#### [Reading text]
By Professor Ruth Bereson and Dr Caitlin Byrne
In 2017, the Association of Southeast Asian Nations (ASEAN) will reach its half century. In recognition of this, the Asia-Europe Foundation (ASEF) called for a traditional cultural mapping project of the region. Our interest in responding was to reveal and analyse the many factors which influence artistic and cultural practice in the Region and their intersection with state practice.
The research began in what would appear an unlikely country and region, ‘Malta’, at a gathering hosted by International Federation of Arts Councils and Cultural Agencies (IFACCA) and Arts Council Malta (ACM) which was holding its 7th World Summit on Arts and Culture. We started here to understand how this network of agencies, whose role it is to assist artistic and cultural development, might inform the research. It also presented us with an opportunity to be in a place which has experienced a parallel history to that of the ASEAN region. Malta and its geographical position, mid-point in the Mediterranean sea between two continents and with links to greater Asia has within it a confluence of arts, cultures, religious practices and trading routes, surrounded by the geopolitics of today. It is positioned literally and metaphorically at what might be called a point of journeys and ‘migration’. The opportunity to hear and engage with a polyphony of perspectives with representatives from Africa, Asia, North and South America, the Pacific, Europe and Australasia would, we thought serve to structure our own inquiry and research questions.

#### [What you need to do]
(a) Please retype the passage of the cultural mapping text starting at "By Professor Ruth" and ending at "with state practice.".
(b) According to the cultural mapping text, are these statements true? (i) The Asia-Europe Foundation called for a traditional cultural mapping project of the region. (ii) Malta lies at a mid-point in the Atlantic Ocean. (iii) The research began in Malta. Answer yes or no for each, quoting the words of the text that decide it.

(Raw records)
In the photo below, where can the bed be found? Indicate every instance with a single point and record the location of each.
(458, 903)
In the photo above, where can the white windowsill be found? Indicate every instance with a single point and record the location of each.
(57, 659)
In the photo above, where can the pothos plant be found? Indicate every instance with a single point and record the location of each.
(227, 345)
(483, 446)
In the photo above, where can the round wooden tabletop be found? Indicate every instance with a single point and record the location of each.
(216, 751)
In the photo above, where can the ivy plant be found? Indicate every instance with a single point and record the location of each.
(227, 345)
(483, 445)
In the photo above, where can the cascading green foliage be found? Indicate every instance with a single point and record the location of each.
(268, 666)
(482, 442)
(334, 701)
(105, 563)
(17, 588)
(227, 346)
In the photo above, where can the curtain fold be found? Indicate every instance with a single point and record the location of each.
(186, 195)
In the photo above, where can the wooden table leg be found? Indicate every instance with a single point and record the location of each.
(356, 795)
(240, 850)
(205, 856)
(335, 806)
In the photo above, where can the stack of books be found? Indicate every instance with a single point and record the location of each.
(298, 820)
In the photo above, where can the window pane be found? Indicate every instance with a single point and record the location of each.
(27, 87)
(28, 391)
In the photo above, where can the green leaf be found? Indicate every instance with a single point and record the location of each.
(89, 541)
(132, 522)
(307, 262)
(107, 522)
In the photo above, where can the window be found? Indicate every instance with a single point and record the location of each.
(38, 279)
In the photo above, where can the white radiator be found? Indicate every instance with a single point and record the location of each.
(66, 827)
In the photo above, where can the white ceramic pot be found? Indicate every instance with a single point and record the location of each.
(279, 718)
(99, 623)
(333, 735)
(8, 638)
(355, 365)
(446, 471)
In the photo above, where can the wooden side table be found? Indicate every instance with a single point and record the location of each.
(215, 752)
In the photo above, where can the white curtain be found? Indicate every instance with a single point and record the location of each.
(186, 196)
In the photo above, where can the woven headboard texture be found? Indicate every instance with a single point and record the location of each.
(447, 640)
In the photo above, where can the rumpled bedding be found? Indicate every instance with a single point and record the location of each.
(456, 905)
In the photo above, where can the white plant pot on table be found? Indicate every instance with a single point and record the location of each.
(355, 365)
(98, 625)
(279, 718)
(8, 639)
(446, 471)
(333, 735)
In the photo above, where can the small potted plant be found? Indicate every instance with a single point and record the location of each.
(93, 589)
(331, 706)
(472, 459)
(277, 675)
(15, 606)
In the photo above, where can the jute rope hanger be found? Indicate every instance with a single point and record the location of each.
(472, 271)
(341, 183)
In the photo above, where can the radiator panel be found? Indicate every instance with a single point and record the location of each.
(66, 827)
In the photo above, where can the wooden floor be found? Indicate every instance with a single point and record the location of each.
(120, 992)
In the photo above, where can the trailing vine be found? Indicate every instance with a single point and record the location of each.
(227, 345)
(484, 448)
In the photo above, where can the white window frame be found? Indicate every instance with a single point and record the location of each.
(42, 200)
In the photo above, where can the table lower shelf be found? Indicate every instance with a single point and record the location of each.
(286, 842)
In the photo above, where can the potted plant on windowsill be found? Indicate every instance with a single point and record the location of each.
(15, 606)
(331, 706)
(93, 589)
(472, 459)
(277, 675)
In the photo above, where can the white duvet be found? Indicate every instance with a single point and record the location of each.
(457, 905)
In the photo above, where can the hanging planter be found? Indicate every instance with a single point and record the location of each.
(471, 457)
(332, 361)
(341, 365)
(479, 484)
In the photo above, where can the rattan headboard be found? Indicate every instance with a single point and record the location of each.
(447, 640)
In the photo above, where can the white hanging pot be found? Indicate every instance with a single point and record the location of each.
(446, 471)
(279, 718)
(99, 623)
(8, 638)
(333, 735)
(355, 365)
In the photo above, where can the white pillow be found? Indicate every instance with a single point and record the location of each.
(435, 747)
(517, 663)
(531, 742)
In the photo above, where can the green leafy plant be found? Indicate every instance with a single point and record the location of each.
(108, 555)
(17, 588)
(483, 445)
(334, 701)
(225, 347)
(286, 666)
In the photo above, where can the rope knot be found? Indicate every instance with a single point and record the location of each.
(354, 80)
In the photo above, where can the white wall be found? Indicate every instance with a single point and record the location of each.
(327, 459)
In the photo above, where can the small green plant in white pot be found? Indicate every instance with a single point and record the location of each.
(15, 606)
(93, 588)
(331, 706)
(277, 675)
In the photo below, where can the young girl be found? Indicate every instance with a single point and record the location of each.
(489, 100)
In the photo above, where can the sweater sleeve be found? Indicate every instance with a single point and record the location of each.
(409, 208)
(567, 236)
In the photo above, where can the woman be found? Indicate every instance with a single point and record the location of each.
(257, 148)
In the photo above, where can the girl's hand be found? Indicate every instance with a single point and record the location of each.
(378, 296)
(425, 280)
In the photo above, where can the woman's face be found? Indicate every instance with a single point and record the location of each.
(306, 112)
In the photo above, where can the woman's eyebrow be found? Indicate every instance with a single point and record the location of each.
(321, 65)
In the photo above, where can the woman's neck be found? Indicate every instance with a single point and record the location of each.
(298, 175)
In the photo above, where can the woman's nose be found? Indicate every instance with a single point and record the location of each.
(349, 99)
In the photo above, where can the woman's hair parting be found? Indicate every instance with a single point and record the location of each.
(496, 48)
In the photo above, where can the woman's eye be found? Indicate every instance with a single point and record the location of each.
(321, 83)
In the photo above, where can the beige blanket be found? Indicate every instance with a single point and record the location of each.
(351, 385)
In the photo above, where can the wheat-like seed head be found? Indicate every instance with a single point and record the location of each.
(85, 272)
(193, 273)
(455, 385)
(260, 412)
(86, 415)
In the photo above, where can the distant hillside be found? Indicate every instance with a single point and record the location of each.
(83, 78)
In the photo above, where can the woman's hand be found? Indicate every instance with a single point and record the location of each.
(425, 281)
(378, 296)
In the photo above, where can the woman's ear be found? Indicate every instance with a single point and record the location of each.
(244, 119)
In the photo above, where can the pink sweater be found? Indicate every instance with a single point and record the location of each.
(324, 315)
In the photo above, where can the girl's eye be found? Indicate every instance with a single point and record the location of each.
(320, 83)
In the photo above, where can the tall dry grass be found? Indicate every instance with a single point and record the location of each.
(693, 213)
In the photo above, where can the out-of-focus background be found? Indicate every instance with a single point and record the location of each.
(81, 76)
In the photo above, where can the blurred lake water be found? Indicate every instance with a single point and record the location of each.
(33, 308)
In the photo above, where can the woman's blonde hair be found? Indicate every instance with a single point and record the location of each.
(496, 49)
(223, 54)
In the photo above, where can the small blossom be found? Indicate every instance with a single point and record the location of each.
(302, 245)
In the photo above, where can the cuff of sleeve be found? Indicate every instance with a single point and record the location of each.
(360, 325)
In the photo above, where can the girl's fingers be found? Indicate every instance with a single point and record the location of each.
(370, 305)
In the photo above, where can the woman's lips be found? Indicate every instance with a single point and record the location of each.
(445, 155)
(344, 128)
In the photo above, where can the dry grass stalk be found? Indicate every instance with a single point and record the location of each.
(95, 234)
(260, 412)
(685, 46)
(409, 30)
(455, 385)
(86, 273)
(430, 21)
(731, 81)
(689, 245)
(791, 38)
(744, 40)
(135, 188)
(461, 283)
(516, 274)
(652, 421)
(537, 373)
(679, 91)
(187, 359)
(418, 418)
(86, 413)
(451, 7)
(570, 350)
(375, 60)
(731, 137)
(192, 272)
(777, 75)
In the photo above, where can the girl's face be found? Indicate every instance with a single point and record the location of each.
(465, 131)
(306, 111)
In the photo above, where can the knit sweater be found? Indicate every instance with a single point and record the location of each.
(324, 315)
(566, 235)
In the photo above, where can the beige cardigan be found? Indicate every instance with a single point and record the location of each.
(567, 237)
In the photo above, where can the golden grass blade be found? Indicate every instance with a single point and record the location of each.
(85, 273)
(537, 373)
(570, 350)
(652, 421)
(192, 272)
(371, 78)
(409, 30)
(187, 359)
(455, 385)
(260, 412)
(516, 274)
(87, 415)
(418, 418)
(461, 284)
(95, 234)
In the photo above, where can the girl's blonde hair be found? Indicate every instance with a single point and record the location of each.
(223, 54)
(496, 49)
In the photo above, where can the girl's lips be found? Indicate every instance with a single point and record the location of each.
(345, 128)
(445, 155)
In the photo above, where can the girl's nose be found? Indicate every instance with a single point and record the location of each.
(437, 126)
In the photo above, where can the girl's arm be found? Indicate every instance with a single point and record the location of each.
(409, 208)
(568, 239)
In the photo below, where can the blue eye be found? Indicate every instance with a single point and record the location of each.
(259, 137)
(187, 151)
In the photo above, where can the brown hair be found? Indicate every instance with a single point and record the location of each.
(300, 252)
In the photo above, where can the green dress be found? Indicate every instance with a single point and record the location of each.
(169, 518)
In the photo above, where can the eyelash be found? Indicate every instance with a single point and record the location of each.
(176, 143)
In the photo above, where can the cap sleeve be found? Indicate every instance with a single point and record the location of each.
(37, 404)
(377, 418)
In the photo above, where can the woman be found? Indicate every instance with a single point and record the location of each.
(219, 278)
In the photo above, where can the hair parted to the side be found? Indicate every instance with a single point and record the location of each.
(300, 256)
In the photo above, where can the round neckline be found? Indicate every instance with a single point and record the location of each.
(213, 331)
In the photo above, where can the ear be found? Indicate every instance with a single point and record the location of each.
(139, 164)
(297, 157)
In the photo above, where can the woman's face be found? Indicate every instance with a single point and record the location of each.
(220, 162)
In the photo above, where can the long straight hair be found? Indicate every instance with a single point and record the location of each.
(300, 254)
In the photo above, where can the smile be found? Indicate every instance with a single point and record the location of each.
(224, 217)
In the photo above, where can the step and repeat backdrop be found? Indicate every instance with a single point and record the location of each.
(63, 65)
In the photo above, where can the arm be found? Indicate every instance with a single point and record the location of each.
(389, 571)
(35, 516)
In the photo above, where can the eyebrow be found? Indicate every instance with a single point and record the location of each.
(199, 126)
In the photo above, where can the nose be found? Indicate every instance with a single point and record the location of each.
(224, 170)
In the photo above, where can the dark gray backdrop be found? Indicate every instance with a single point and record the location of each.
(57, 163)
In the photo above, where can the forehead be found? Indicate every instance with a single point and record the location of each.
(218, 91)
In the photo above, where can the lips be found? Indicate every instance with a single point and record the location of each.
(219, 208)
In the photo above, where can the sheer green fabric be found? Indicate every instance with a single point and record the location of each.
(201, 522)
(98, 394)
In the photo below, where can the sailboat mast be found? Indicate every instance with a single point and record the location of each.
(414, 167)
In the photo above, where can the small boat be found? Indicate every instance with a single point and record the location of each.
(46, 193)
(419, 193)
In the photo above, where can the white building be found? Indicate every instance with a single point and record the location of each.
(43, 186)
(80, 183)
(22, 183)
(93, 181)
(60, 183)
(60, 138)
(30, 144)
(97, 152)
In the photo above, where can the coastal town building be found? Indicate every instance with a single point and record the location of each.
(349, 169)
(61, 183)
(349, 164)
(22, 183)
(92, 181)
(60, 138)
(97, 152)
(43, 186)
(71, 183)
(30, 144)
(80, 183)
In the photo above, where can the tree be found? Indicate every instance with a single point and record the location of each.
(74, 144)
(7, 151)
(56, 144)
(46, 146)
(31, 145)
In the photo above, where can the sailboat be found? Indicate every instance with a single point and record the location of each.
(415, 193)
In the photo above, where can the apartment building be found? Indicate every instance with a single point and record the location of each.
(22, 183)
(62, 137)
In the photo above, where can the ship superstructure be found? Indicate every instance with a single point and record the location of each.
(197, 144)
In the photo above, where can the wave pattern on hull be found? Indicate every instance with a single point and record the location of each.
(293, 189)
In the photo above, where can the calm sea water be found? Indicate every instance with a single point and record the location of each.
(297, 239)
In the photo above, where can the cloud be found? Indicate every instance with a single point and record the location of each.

#### [Responses to the tasks]
(a)
By Professor Ruth Bereson and Dr Caitlin Byrne
In 2017, the Association of Southeast Asian Nations (ASEAN) will reach its half century. In recognition of this, the Asia-Europe Foundation (ASEF) called for a traditional cultural mapping project of the region. Our interest in responding was to reveal and analyse the many factors which influence artistic and cultural practice in the Region and their intersection with state practice.

(b)
(i) Yes: "the Asia-Europe Foundation (ASEF) called for a traditional cultural mapping project of the region"
(ii) No: "mid-point in the Mediterranean sea between two continents"
(iii) Yes: "The research began in what would appear an unlikely country and region, ‘Malta’"